Copy out lines with the word "white" from the material that follows.

**PROVIDED RECORDS**.

------------------------------------------------------------------------

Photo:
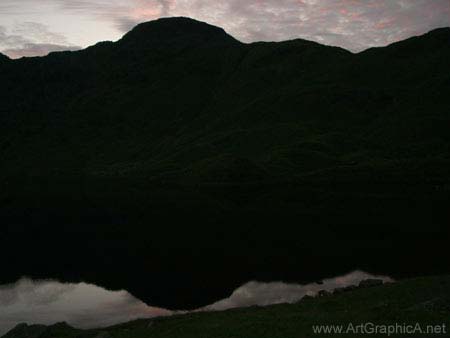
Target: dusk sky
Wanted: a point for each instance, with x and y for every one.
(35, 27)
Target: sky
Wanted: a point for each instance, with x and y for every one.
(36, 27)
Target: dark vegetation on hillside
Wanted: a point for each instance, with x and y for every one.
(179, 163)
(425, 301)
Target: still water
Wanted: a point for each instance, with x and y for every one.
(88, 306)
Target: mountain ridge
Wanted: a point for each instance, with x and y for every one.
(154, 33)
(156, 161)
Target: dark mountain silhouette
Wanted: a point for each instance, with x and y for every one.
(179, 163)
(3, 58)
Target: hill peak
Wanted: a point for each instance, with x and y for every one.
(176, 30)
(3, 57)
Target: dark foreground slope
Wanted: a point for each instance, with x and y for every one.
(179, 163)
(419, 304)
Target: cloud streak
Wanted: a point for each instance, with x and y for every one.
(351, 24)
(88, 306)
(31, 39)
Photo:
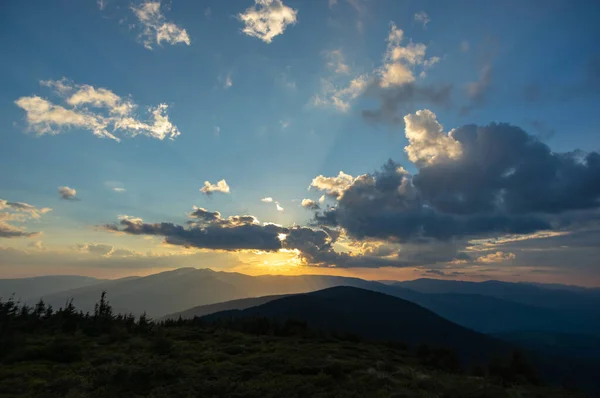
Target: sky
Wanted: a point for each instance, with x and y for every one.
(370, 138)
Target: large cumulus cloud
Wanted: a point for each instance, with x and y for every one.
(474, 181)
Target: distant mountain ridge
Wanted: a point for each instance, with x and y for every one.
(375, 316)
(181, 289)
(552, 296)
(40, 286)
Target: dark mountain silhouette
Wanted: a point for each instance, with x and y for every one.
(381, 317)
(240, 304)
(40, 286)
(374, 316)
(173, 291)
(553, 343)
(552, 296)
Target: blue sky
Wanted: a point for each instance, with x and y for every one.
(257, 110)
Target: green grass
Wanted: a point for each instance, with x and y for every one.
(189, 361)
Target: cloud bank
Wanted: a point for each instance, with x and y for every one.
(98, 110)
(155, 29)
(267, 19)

------------------------------------------------------------------------

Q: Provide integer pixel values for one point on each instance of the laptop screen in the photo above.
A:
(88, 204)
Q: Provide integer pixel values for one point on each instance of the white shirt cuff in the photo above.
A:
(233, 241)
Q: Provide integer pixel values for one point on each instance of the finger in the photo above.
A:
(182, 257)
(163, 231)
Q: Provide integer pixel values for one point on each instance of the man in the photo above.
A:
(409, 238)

------------------------------------------------------------------------

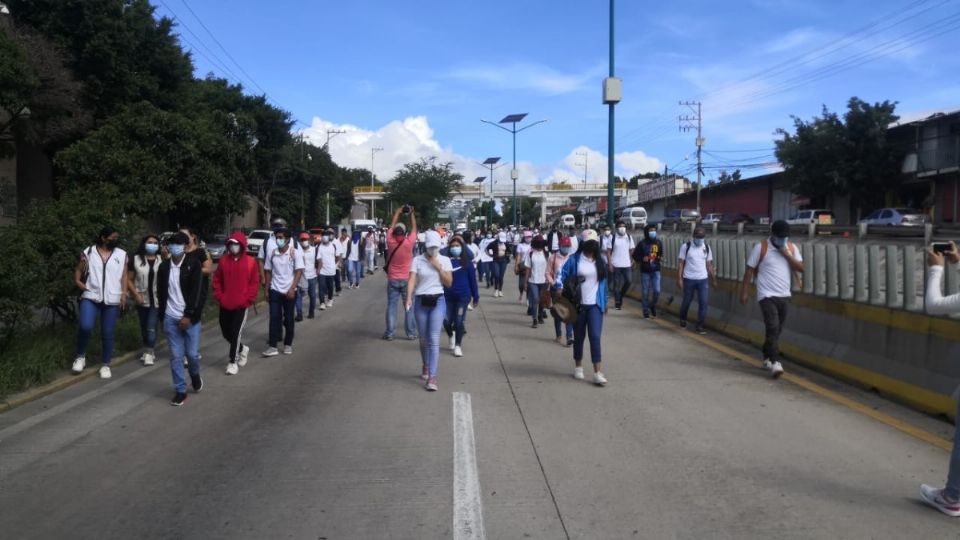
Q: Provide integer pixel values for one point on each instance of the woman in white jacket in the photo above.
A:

------------------------------------------------------------------------

**ANSWER TO THIS EXERCISE**.
Q: Provide integer pixel values for one point on each instance of the white shirt cuff in the photo above.
Q: Provide integer pixel values for one point on each instance of the woman in white jacket in the photo above.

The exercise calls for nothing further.